**TEXT FOR ANALYSIS:**
Somewhere in the swirl of seeing patients and cooking dinner, of raising her kids and rolling out education campaigns, O’Dell discovered she had a deep desire to tell stories.
So when her husband planned a move to Omaha in 2006, she went too. She earned a Master of Fine Arts in Writing from the University of Nebraska Omaha, even as she helped build a public health curriculum for the university, all while mentoring students and teaching classes there. In addition, she worked on a broad, health care company-led initiative to combat childhood obesity.
In 2010, O’Dell moved back to Buchanan, alone. She stepped into a familiar role as director of the New River Health District, where she tackled Zika virus prevention, the effects of poverty on health, the drug use that was infecting her community.
But her writing joined her now as she walked through her days. In 2015, she published her first book of poetry, a collection centered around her early years as doctor and mother.
By 2016, she was ready to shift the balance: more writing, fewer meetings; more contemplation, fewer conversations about intractable societal problems.
“When I retired, the two things I was most looking forward to were not multi-tasking and not hurrying,” she says.
But then an unknown virus swept the globe, upending everyone’s lives — including O’Dell’s.
Trusted Leader Takes Charge
When O’Dell was named communicable diseases director for Roanoke and Alleghany, residents across the region collectively exhaled. From the out-of-luck mother she’d treated at the health department clinic to the Buchanan town leaders who’ve worked alongside her since the 1980s, the folks O’Dell encountered over her career trust her calm competence and value her persistent problem-solving.
“I was so relieved when she was put in charge,” says author Beth Macy, who consulted O’Dell when researching her latest book, “Dopesick.” Macy has interviewed O’Dell for in-depth reporting projects over three decades.
“She’s not afraid to say the truth and we’re learning now that that’s so important,” Macy says.
O’Dell’s early days on the job felt like trying to stand beneath a raging waterfall. She had technology to master, a far-flung staff to connect with, new guidelines to adopt on everything from restaurant safety to death certificates.
“And then it all changes the next day, right?”

**EXERCISE GOAL:**
Copy the text about O’Dell starting at "So when her" and ending at "infecting her community.", substituting "program" for "curriculum". The listing is not needed for this work.

**SUPPLIED RECORDS:**

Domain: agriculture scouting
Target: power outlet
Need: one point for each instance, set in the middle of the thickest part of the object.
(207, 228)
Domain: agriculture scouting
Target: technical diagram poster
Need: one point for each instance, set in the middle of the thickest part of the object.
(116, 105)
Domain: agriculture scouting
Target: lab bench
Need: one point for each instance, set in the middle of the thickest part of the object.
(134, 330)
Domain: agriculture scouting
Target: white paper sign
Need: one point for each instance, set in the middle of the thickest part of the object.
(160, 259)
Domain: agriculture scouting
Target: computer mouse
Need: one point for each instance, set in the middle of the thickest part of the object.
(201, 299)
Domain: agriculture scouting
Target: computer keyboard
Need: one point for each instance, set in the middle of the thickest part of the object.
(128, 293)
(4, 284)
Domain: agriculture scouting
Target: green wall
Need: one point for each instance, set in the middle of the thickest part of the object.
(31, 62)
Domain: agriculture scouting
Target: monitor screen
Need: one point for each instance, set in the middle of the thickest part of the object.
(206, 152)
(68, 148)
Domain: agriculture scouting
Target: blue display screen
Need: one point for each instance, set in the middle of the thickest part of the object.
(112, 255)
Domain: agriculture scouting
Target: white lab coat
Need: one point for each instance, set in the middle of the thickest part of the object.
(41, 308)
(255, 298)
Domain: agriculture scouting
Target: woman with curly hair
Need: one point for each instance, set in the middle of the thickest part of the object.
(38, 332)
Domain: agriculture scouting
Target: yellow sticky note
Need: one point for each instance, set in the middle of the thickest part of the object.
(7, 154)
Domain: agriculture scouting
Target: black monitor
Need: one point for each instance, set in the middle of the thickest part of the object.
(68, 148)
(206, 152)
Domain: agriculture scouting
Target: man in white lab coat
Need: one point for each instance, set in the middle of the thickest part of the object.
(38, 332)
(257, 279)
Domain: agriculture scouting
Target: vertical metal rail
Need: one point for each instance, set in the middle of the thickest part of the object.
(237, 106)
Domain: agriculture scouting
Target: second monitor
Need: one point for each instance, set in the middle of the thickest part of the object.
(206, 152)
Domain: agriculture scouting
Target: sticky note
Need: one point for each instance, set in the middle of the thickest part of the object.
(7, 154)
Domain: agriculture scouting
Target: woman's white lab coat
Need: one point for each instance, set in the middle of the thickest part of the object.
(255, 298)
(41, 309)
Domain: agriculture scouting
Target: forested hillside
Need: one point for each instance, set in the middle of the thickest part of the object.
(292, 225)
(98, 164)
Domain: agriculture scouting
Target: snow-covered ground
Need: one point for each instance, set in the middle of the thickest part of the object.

**RESULT FOR THIS TASK:**
So when her husband planned a move to Omaha in 2006, she went too. She earned a Master of Fine Arts in Writing from the University of Nebraska Omaha, even as she helped build a public health program for the university, all while mentoring students and teaching classes there. In addition, she worked on a broad, health care company-led initiative to combat childhood obesity.
In 2010, O’Dell moved back to Buchanan, alone. She stepped into a familiar role as director of the New River Health District, where she tackled Zika virus prevention, the effects of poverty on health, the drug use that was infecting her community.